*Article*:
—————

North Korea considers return to disarmament talks

Article published on the 2009-10-06 Latest update 2009-10-06 14:03 TU

Chinese Premier Wen Jiabao (L) meets North Korean leader Kim Jong-il in Pyongyang, 3 October 2009.(Photo: Reuters)

Chinese Premier Wen Jiabao (L) meets North Korean leader Kim Jong-il in Pyongyang, 3 October 2009.
(Photo: Reuters)

North Korean leader Kim Jong Il on Tuesday told China's premier Wen Jiabao that the North is prepared to return to multinational disarmament talks but only on condition that it has a two-way meeting with the US first.

Kim's comments, carried Tuesday by official North Korean and Chinese media, are the clearest sign yet that Pyongyang is readying to resume six-nation talks. It withdrew from them after conducting a long-range rocket test in April and a second nuclear test in May.

A report Tuesday by South Korea's Yonhap news agency says that US and South Korean intelligence agencies believe the North is in the final stages of restoring its nuclear programme. It pledged to disable it in 2007 before backing out of the disarmament process.

In a meeting Monday, Kim told Chinese Premier Wen that the North "is willing to attend multilateral talks, including the six-party talks, depending on the progress in its talks with the United States," China's Xinhua News Agency said in a report issued early Tuesday.

Bilateral talks would help convert the "hostile relations" between the Pyongyang and Washington into "peaceful ties", Kim said.

US State Department spokesman Ian Kelly said Washington was aware of reports that North Korea would reconsider opening talks but said the United States had not gotten details of the meeting from the Chinese.

"We've talked to our Chinese partners in the six-party talks and we're conducting close co-ordination with China and the other partners in the talks," Kelly said.

"We, of course, encourage any kind of dialogue that would help us lead to our ultimate goal that's shared by all the partners in the six-party talks, which is the complete and verifiable denuclearisation of the Korean peninsula."

After coming under Chinese pressure to go to six-party talks, Pyongyang feels it is in a position of exchange after a second missile test in May, says German Korea-watcher Sebastian Harnisch.

Analysis:Sebastian Harnisch, Heidelberg University

06/10/2009 by Alison Hird

"It has been a cat and mouse play over the last decade or so with North Korea," he says. "And I think this move to return to return to the six-party talks is again a tactical move trying to find out if the United States is willing to pay the price for this return, probably a partial lifting of the sanctions and maybe even more later on."

Pyongyang may hope to be able to win US co-operation for a civilian nuclear programme.

"That, of course, brings us back to the deal which was struck ... in Geneva in 1994, where the United States was committed to provide light-water reactors to North Korea in exchange for a denuclearisation of North Korea [in the armaments field]."

—————

*Exercise instructions*:
a: In the article, swap "Pyongyang" for "P'yŏngyang" in the part that opens with the words containing "North Korea considers" and closes with "October 2009.(Photo: Reuters)", and give that part again.
b: Which US State Department spokesman is quoted in the article?

*Raw data*:

—————

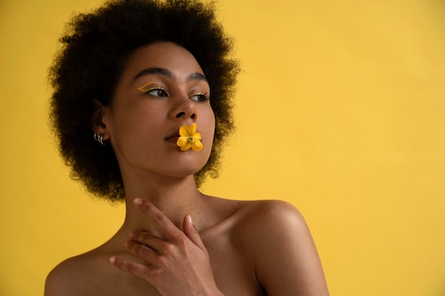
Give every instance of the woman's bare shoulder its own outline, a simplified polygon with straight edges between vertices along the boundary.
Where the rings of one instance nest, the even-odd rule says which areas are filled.
[[[239,210],[240,226],[248,230],[250,227],[275,231],[276,227],[306,226],[299,211],[291,204],[282,200],[256,200],[242,202]]]
[[[294,205],[278,200],[245,202],[237,224],[237,241],[254,261],[267,294],[328,295],[311,232]]]
[[[45,296],[90,295],[82,287],[97,287],[94,282],[112,270],[107,263],[106,256],[96,250],[63,261],[46,278]]]
[[[90,265],[88,253],[66,259],[55,266],[48,275],[45,284],[45,296],[77,295],[80,283],[87,278]]]

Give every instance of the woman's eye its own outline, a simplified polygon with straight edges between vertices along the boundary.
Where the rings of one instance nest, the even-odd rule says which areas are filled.
[[[167,92],[162,89],[152,89],[145,93],[154,97],[168,97]]]
[[[210,97],[205,94],[195,94],[191,96],[190,99],[196,102],[205,102],[208,100]]]

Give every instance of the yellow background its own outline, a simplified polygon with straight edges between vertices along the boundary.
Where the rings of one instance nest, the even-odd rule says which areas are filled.
[[[46,125],[63,23],[98,3],[0,0],[2,296],[42,295],[54,265],[122,221],[70,180]],[[445,295],[445,3],[217,7],[244,70],[238,130],[204,191],[295,204],[333,296]]]

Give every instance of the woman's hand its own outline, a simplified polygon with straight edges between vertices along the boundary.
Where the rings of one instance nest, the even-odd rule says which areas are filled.
[[[149,202],[136,198],[135,206],[161,236],[137,231],[124,247],[144,263],[112,257],[117,268],[144,278],[163,296],[222,295],[216,287],[207,249],[189,215],[183,232]]]

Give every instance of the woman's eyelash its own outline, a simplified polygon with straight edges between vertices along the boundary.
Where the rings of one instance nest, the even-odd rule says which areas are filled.
[[[193,101],[198,101],[198,102],[205,102],[210,99],[210,96],[208,96],[208,94],[203,92],[195,94],[191,96],[190,98],[193,99]]]

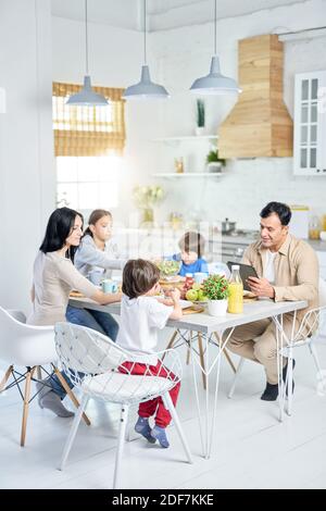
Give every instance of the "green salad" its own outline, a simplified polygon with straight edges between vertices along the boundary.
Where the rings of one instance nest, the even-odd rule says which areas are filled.
[[[155,265],[160,270],[162,277],[173,277],[178,274],[180,270],[181,262],[180,261],[172,261],[172,260],[160,260],[154,261]]]

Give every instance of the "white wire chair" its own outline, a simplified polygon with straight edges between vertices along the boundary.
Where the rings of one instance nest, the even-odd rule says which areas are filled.
[[[314,364],[317,370],[317,378],[322,378],[321,384],[324,387],[323,371],[318,354],[314,344],[321,337],[321,333],[326,328],[326,306],[317,307],[308,311],[301,320],[298,331],[293,335],[293,338],[287,342],[280,350],[280,354],[288,358],[288,369],[286,382],[284,389],[288,388],[288,414],[291,414],[292,409],[292,382],[293,382],[293,349],[300,348],[301,346],[306,346],[310,354],[313,358]],[[237,381],[239,378],[240,372],[243,367],[244,358],[240,358],[237,372],[235,374],[230,390],[228,392],[228,398],[231,398],[236,388]]]
[[[109,337],[91,328],[70,323],[57,323],[54,329],[57,352],[63,369],[74,385],[79,387],[83,392],[80,407],[75,415],[63,449],[60,470],[63,470],[67,460],[82,413],[89,398],[121,404],[121,423],[113,488],[116,488],[120,483],[120,466],[129,407],[159,396],[162,397],[164,406],[168,409],[174,420],[187,460],[189,463],[192,463],[187,440],[168,394],[168,390],[180,382],[181,378],[181,363],[178,353],[174,350],[156,353],[159,359],[163,354],[168,356],[168,367],[164,364],[167,373],[166,377],[154,375],[149,364],[145,364],[146,367],[142,375],[134,375],[131,373],[137,364],[135,354],[124,350]],[[124,366],[123,364],[126,362],[128,364]]]

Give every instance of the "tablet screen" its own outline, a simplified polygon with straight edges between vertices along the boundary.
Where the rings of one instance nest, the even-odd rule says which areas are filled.
[[[233,262],[233,261],[228,261],[227,262],[227,267],[229,269],[230,272],[233,271],[233,265],[234,264],[237,264],[240,269],[240,277],[242,279],[243,289],[246,289],[246,291],[250,291],[250,287],[247,284],[247,278],[248,277],[259,278],[259,276],[256,274],[256,271],[254,270],[253,266],[250,266],[249,264],[242,264],[242,263],[236,263],[236,262]]]

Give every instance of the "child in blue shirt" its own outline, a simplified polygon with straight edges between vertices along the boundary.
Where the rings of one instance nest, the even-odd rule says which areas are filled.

—————

*Answers for the exercise*:
a:
North Korea considers return to disarmament talks

Article published on the 2009-10-06 Latest update 2009-10-06 14:03 TU

Chinese Premier Wen Jiabao (L) meets North Korean leader Kim Jong-il in P'yŏngyang, 3 October 2009.(Photo: Reuters)

b: Ian Kelly